"""

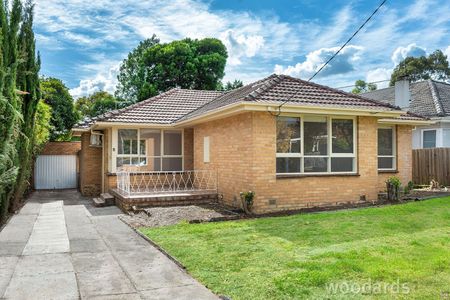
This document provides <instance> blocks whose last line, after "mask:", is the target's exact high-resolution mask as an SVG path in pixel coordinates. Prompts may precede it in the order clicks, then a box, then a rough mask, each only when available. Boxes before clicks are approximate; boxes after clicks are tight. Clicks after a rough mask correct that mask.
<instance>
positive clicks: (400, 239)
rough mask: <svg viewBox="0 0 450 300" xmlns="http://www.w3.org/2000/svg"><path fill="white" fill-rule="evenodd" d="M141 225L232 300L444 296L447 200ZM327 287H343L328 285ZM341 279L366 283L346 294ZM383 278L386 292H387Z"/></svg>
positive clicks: (155, 239)
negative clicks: (358, 208)
mask: <svg viewBox="0 0 450 300" xmlns="http://www.w3.org/2000/svg"><path fill="white" fill-rule="evenodd" d="M140 230H141V231H142V232H143V233H144V234H146V235H147V236H148V237H149V238H151V239H152V240H153V241H155V242H156V243H158V244H159V245H160V246H161V247H162V248H164V249H165V250H167V251H168V252H169V253H170V254H171V255H173V256H174V257H175V258H177V259H178V260H179V261H180V262H181V263H182V264H183V265H184V266H186V268H187V270H188V271H189V272H190V273H191V274H192V275H193V276H194V277H195V278H197V279H198V280H199V281H200V282H202V283H203V284H205V285H206V286H207V287H209V288H210V289H211V290H212V291H214V292H215V293H217V294H221V295H227V296H229V297H231V298H233V299H323V298H328V299H360V298H369V299H371V298H376V299H379V298H380V299H392V298H393V297H395V298H404V299H430V298H434V299H440V297H442V296H443V295H444V294H443V293H446V292H448V293H449V294H450V197H446V198H439V199H433V200H427V201H423V202H411V203H407V204H402V205H393V206H384V207H377V208H366V209H358V210H345V211H336V212H323V213H315V214H299V215H294V216H288V217H277V218H261V219H254V220H245V221H230V222H221V223H204V224H186V223H183V224H178V225H175V226H169V227H160V228H141V229H140ZM331 284H342V285H341V287H342V289H341V290H339V289H338V290H335V291H333V290H330V285H331ZM345 284H348V285H350V286H351V285H354V286H355V288H357V287H358V286H357V285H359V286H360V287H361V286H362V287H363V288H365V290H363V291H359V292H357V290H354V292H349V291H348V290H346V289H345V288H346V285H345ZM386 284H387V285H386ZM388 284H394V285H393V289H387V290H386V292H384V287H385V286H387V287H389V286H388ZM395 284H400V290H398V289H396V287H395ZM403 284H406V287H407V288H408V289H409V292H408V291H407V290H404V289H403V287H404V286H403ZM364 285H365V287H364ZM406 292H408V293H406ZM444 299H446V298H444Z"/></svg>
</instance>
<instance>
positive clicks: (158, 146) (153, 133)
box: [139, 129, 161, 156]
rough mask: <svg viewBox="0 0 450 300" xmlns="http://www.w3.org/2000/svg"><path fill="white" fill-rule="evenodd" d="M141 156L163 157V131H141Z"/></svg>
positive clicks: (147, 129) (154, 130) (140, 138)
mask: <svg viewBox="0 0 450 300" xmlns="http://www.w3.org/2000/svg"><path fill="white" fill-rule="evenodd" d="M140 132H141V136H140V139H141V147H140V151H139V152H140V154H141V155H146V156H160V155H161V131H160V130H155V129H141V130H140Z"/></svg>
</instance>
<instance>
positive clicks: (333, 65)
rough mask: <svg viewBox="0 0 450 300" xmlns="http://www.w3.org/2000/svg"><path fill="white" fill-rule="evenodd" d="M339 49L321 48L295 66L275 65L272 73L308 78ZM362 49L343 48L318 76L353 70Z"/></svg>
mask: <svg viewBox="0 0 450 300" xmlns="http://www.w3.org/2000/svg"><path fill="white" fill-rule="evenodd" d="M338 49H339V47H332V48H322V49H318V50H315V51H313V52H310V53H308V54H307V55H306V60H305V61H303V62H299V63H297V64H295V65H293V66H292V65H291V66H287V67H283V66H281V65H275V68H274V72H275V73H277V74H286V75H291V76H297V77H303V78H306V77H309V76H311V75H313V74H314V73H315V72H316V71H318V70H319V69H320V68H321V67H322V65H323V64H324V63H325V62H326V61H327V60H328V59H329V58H330V57H331V56H332V55H333V54H334V53H335V52H336V51H337V50H338ZM362 51H363V47H360V46H355V45H349V46H347V47H345V48H344V49H343V50H342V51H341V52H340V53H339V54H338V55H337V56H336V57H335V58H334V59H333V60H332V61H331V62H330V63H329V64H328V65H327V66H326V67H325V68H324V69H323V70H322V71H321V73H319V75H318V76H320V77H323V76H329V75H337V74H345V73H348V72H351V71H353V70H355V63H356V62H358V60H359V59H360V58H361V54H362Z"/></svg>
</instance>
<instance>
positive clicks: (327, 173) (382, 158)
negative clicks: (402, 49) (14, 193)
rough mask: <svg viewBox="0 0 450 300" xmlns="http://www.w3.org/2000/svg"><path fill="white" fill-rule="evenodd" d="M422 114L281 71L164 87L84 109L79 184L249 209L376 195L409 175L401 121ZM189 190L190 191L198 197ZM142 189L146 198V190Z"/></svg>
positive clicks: (403, 123) (94, 194) (404, 140)
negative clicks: (385, 183)
mask: <svg viewBox="0 0 450 300" xmlns="http://www.w3.org/2000/svg"><path fill="white" fill-rule="evenodd" d="M428 124H430V121H429V120H427V119H425V118H423V117H420V116H416V115H412V114H408V113H406V112H405V111H402V110H401V109H400V108H398V107H397V106H394V105H391V104H388V103H384V102H381V101H376V100H372V99H368V98H364V97H361V96H357V95H353V94H349V93H346V92H343V91H340V90H335V89H332V88H329V87H326V86H322V85H318V84H315V83H311V82H306V81H303V80H300V79H296V78H293V77H289V76H284V75H271V76H269V77H267V78H264V79H262V80H260V81H257V82H254V83H252V84H249V85H246V86H244V87H241V88H238V89H236V90H233V91H230V92H217V91H202V90H184V89H179V88H174V89H171V90H169V91H167V92H165V93H163V94H160V95H158V96H155V97H153V98H150V99H148V100H145V101H142V102H139V103H137V104H134V105H131V106H129V107H127V108H124V109H120V110H116V111H112V112H110V113H107V114H104V115H102V116H99V117H97V118H95V119H92V120H86V121H85V122H84V123H80V124H78V125H77V127H75V128H74V129H73V132H74V134H78V135H81V144H82V146H81V152H80V190H81V192H82V194H84V195H93V196H95V195H98V194H99V193H101V192H106V191H109V192H111V193H112V194H114V195H115V196H116V201H117V202H118V204H119V206H122V208H129V207H130V206H132V205H146V204H149V203H152V204H160V205H162V204H164V203H166V204H168V203H169V204H170V203H178V202H179V201H182V200H184V199H186V197H204V195H206V194H207V195H218V198H219V200H220V201H223V202H224V203H226V204H228V205H232V206H239V205H240V192H243V191H249V190H251V191H254V192H255V194H256V196H255V200H254V210H255V211H256V212H257V213H262V212H269V211H279V210H287V209H299V208H303V207H308V206H314V205H334V204H337V203H342V202H345V203H347V202H358V201H361V200H367V201H369V200H376V199H377V197H378V193H379V191H382V190H384V189H385V188H384V186H385V180H386V179H387V178H388V177H389V176H391V175H397V176H399V177H400V179H401V180H402V182H403V183H407V182H408V181H409V180H411V156H412V155H411V133H412V129H413V127H414V126H420V125H428ZM198 199H200V198H198ZM151 201H153V202H151Z"/></svg>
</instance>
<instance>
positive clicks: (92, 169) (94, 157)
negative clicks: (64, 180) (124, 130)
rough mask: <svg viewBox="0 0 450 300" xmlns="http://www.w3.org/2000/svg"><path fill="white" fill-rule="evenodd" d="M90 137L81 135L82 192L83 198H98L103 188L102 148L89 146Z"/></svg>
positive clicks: (80, 191)
mask: <svg viewBox="0 0 450 300" xmlns="http://www.w3.org/2000/svg"><path fill="white" fill-rule="evenodd" d="M90 136H91V134H90V133H83V134H82V135H81V152H80V192H81V194H82V195H83V196H98V195H99V194H100V193H101V188H102V148H101V147H91V146H89V143H90Z"/></svg>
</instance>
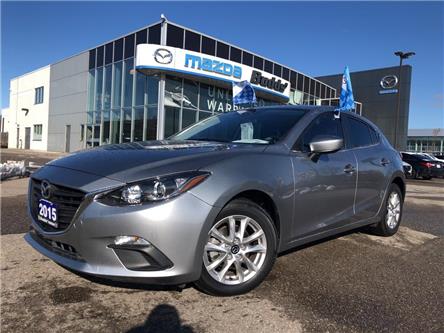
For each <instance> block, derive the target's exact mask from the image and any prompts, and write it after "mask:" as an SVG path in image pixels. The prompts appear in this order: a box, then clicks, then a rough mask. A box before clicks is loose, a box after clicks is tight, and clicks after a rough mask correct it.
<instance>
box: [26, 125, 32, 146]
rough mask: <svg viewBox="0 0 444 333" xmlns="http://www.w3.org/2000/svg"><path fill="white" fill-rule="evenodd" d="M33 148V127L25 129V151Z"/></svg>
mask: <svg viewBox="0 0 444 333" xmlns="http://www.w3.org/2000/svg"><path fill="white" fill-rule="evenodd" d="M30 148H31V127H25V149H30Z"/></svg>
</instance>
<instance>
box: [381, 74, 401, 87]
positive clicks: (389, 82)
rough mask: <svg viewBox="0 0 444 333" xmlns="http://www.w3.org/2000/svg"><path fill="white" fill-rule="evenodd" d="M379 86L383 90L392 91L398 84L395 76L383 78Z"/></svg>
mask: <svg viewBox="0 0 444 333" xmlns="http://www.w3.org/2000/svg"><path fill="white" fill-rule="evenodd" d="M379 84H380V85H381V88H383V89H392V88H394V87H396V85H397V84H398V77H397V76H396V75H387V76H384V77H383V78H382V79H381V82H380V83H379Z"/></svg>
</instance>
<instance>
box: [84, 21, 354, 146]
mask: <svg viewBox="0 0 444 333" xmlns="http://www.w3.org/2000/svg"><path fill="white" fill-rule="evenodd" d="M165 29H166V30H165V31H164V33H165V34H166V40H165V41H166V45H168V46H172V47H177V48H184V49H187V50H191V51H195V52H201V53H203V54H208V55H213V56H216V55H217V56H219V57H221V58H223V59H229V60H231V61H234V62H237V63H240V64H244V65H248V66H251V67H254V68H257V69H260V70H264V71H266V72H268V73H270V74H274V75H276V76H278V77H281V78H283V79H285V80H288V81H290V86H291V91H290V100H289V102H288V103H289V104H295V105H298V104H311V105H324V104H326V102H328V103H329V104H331V99H334V98H336V91H335V90H334V89H332V88H331V87H329V86H327V85H324V84H323V83H321V82H319V81H316V80H314V79H312V78H310V77H308V76H305V75H304V74H302V73H298V72H296V71H293V70H291V69H289V68H288V67H284V66H282V65H281V64H277V63H275V62H273V61H271V60H267V59H264V58H263V57H261V56H259V55H255V54H253V53H250V52H248V51H246V50H243V49H241V48H238V47H235V46H232V45H230V44H228V43H225V42H222V41H219V40H216V39H214V38H211V37H209V36H205V35H202V34H200V33H198V32H194V31H190V30H188V29H186V28H183V27H180V26H177V25H173V24H171V23H168V24H167V25H166V27H165ZM161 35H162V27H161V24H160V23H159V24H156V25H152V26H149V27H146V28H144V29H141V30H139V31H137V32H136V33H132V34H129V35H127V36H125V37H123V38H119V39H116V40H114V41H112V42H109V43H107V44H105V45H101V46H98V47H97V48H94V49H92V50H90V52H89V66H88V68H89V71H88V96H87V105H86V106H85V107H86V122H85V125H84V131H83V135H82V139H83V140H84V144H85V145H86V147H93V146H97V145H101V144H108V143H122V142H132V141H141V140H152V139H156V136H157V117H158V116H157V115H158V112H159V111H158V97H159V96H158V94H159V80H160V76H159V75H158V74H156V75H149V76H147V75H144V74H141V73H138V72H136V71H135V68H134V66H135V58H134V57H135V48H136V45H138V44H142V43H150V44H161ZM231 94H232V93H231V89H227V88H222V87H220V86H215V85H212V84H211V85H210V84H207V83H203V82H199V81H194V80H192V79H189V78H188V79H185V78H179V77H174V76H168V75H166V79H165V92H164V96H163V97H162V98H163V101H164V106H165V107H164V118H165V125H164V134H165V135H164V136H165V137H168V136H170V135H172V134H174V133H176V132H177V131H180V130H181V129H183V128H186V127H188V126H190V125H192V124H194V123H195V122H196V121H199V120H202V119H205V118H207V117H209V116H211V115H212V114H215V113H220V112H228V111H231V110H234V109H235V107H234V106H233V103H232V95H231ZM257 99H258V105H259V106H264V105H273V104H278V103H277V102H274V101H271V100H267V99H263V98H259V97H258V98H257ZM359 107H361V105H359Z"/></svg>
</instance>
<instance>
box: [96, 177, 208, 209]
mask: <svg viewBox="0 0 444 333" xmlns="http://www.w3.org/2000/svg"><path fill="white" fill-rule="evenodd" d="M209 175H210V174H209V173H208V172H200V171H195V172H186V173H180V174H174V175H168V176H164V177H155V178H151V179H147V180H142V181H139V182H135V183H132V184H128V185H126V186H124V187H122V188H120V189H118V190H114V191H111V192H107V193H103V194H99V195H98V196H97V197H96V200H97V201H99V202H102V203H104V204H106V205H111V206H120V205H138V204H141V203H143V202H153V201H161V200H165V199H169V198H172V197H175V196H178V195H180V194H182V193H184V192H186V191H188V190H190V189H192V188H193V187H195V186H197V185H199V184H200V183H202V182H203V181H204V180H205V179H206V178H207V177H208V176H209Z"/></svg>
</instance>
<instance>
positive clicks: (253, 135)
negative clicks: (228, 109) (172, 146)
mask: <svg viewBox="0 0 444 333" xmlns="http://www.w3.org/2000/svg"><path fill="white" fill-rule="evenodd" d="M305 113H306V111H305V110H299V109H294V108H260V109H246V110H238V111H231V112H227V113H223V114H219V115H215V116H213V117H210V118H207V119H205V120H202V121H201V122H198V123H196V124H194V125H192V126H190V127H188V128H186V129H184V130H183V131H182V132H180V133H178V134H176V135H174V136H172V137H170V138H169V139H171V140H198V141H216V142H233V143H253V144H273V143H275V142H278V141H279V140H281V139H282V138H284V137H285V135H286V134H287V133H288V131H289V130H290V129H291V128H292V127H293V126H294V125H295V124H296V123H297V122H298V121H299V120H300V119H301V118H302V116H303V115H304V114H305Z"/></svg>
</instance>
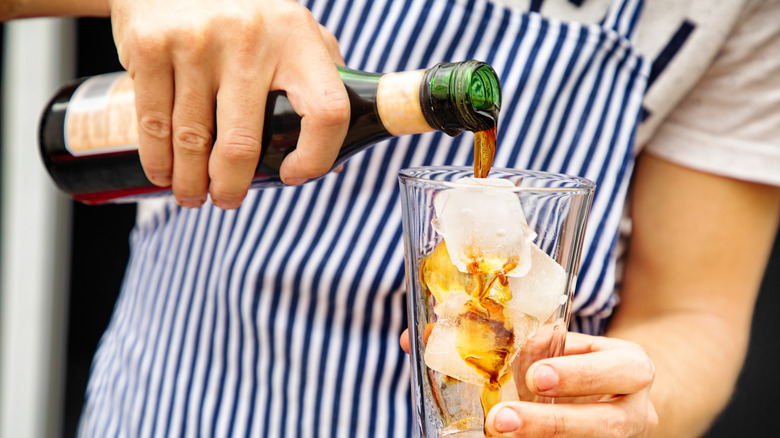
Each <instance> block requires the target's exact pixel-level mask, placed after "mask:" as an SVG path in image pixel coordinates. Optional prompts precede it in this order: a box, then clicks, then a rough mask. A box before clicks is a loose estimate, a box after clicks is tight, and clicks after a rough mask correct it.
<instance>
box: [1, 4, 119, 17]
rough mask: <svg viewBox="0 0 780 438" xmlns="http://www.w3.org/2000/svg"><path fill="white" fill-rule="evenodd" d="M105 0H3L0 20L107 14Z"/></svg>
mask: <svg viewBox="0 0 780 438" xmlns="http://www.w3.org/2000/svg"><path fill="white" fill-rule="evenodd" d="M108 14H109V8H108V2H107V0H3V1H2V2H0V21H7V20H11V19H15V18H27V17H46V16H108Z"/></svg>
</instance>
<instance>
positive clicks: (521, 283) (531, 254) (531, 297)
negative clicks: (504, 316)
mask: <svg viewBox="0 0 780 438" xmlns="http://www.w3.org/2000/svg"><path fill="white" fill-rule="evenodd" d="M530 252H531V266H532V268H531V270H530V271H529V272H528V275H526V276H524V277H519V278H509V288H510V289H511V290H512V299H511V300H509V303H508V304H507V307H508V308H509V309H511V310H510V311H512V312H522V313H525V314H527V315H530V316H533V317H534V318H536V319H537V320H539V322H541V323H544V322H545V321H547V319H548V318H549V317H550V315H552V313H553V312H554V311H555V310H556V309H557V308H558V306H559V305H560V304H561V303H562V302H563V300H564V299H565V297H566V295H565V294H566V272H565V271H564V270H563V268H562V267H561V265H559V264H558V262H556V261H555V260H553V259H552V257H550V256H549V255H547V254H546V253H545V252H544V251H542V250H541V249H539V247H537V246H536V245H533V244H531V245H530Z"/></svg>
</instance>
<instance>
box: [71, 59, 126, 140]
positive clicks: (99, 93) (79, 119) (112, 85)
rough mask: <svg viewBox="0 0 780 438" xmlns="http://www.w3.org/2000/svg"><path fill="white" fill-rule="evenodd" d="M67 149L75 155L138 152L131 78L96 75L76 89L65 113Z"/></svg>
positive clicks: (122, 75) (71, 98) (119, 75)
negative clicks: (133, 150)
mask: <svg viewBox="0 0 780 438" xmlns="http://www.w3.org/2000/svg"><path fill="white" fill-rule="evenodd" d="M65 147H66V148H67V149H68V151H69V152H70V153H71V154H73V155H74V156H83V155H96V154H105V153H111V152H123V151H128V150H136V149H138V121H137V118H136V113H135V94H134V92H133V81H132V79H130V75H128V74H127V73H111V74H107V75H100V76H95V77H92V78H89V79H87V80H86V81H84V82H83V83H82V84H81V85H80V86H79V87H78V88H77V89H76V92H75V93H73V97H71V99H70V102H69V103H68V111H67V112H66V114H65Z"/></svg>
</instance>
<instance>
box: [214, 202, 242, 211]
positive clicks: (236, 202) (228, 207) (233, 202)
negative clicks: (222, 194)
mask: <svg viewBox="0 0 780 438" xmlns="http://www.w3.org/2000/svg"><path fill="white" fill-rule="evenodd" d="M214 205H216V206H217V207H219V208H221V209H223V210H235V209H236V208H238V207H239V206H240V205H241V202H225V201H219V202H217V201H214Z"/></svg>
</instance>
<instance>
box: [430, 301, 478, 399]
mask: <svg viewBox="0 0 780 438" xmlns="http://www.w3.org/2000/svg"><path fill="white" fill-rule="evenodd" d="M471 299H472V297H471V296H470V295H467V294H465V293H463V292H452V293H450V294H449V295H448V297H447V301H445V302H443V303H439V304H437V305H436V307H434V313H436V315H438V319H437V320H436V324H435V325H434V326H433V331H431V336H430V337H429V338H428V344H427V345H426V346H425V354H424V360H425V365H427V366H428V368H430V369H432V370H434V371H438V372H440V373H442V374H444V375H446V376H449V377H452V378H453V379H457V380H460V381H462V382H468V383H473V384H476V385H483V384H485V383H487V379H486V378H485V377H484V376H482V375H480V374H479V373H478V372H477V370H476V369H474V368H473V367H471V366H469V364H467V363H466V362H465V361H464V360H463V358H461V357H460V354H458V350H457V345H458V342H457V339H458V326H459V324H460V315H461V314H462V313H463V312H465V311H466V303H467V302H468V301H469V300H471Z"/></svg>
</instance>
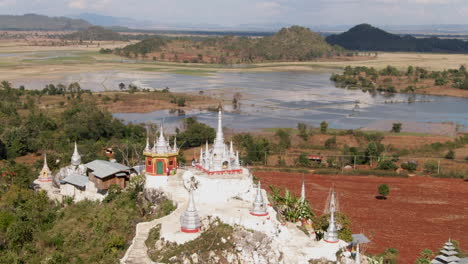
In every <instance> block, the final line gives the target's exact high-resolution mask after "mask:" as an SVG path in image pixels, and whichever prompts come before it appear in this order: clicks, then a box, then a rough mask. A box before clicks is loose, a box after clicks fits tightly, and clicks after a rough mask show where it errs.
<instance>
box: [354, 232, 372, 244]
mask: <svg viewBox="0 0 468 264" xmlns="http://www.w3.org/2000/svg"><path fill="white" fill-rule="evenodd" d="M352 236H353V242H352V243H353V244H365V243H369V242H370V240H369V239H368V238H367V237H366V236H365V235H363V234H352Z"/></svg>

"""

> [Exercise]:
Copy out the part of the listing above, starting at its beginning and ending with the line that contains "positive clicks: (155, 239)", including that line, and leave out the pictures.

> [Reply to the task]:
This document provides <instance> blocks whose last line, after "mask:", is the target's exact high-resolution mask as an SVG path in pixel coordinates. Prompts may precede it in the order clicks, then a box, then a rough mask, each only when available. Boxes before clicks are approximate; boxes after clicks are tight. Clicks after a rough mask correct that mask.
<instance>
positive clicks: (400, 239)
rough mask: <svg viewBox="0 0 450 300" xmlns="http://www.w3.org/2000/svg"><path fill="white" fill-rule="evenodd" d="M141 225L232 300L444 296L447 200ZM327 287H343L328 285ZM341 279L366 283L346 294ZM383 278L386 292H387Z"/></svg>
positive clicks: (155, 239)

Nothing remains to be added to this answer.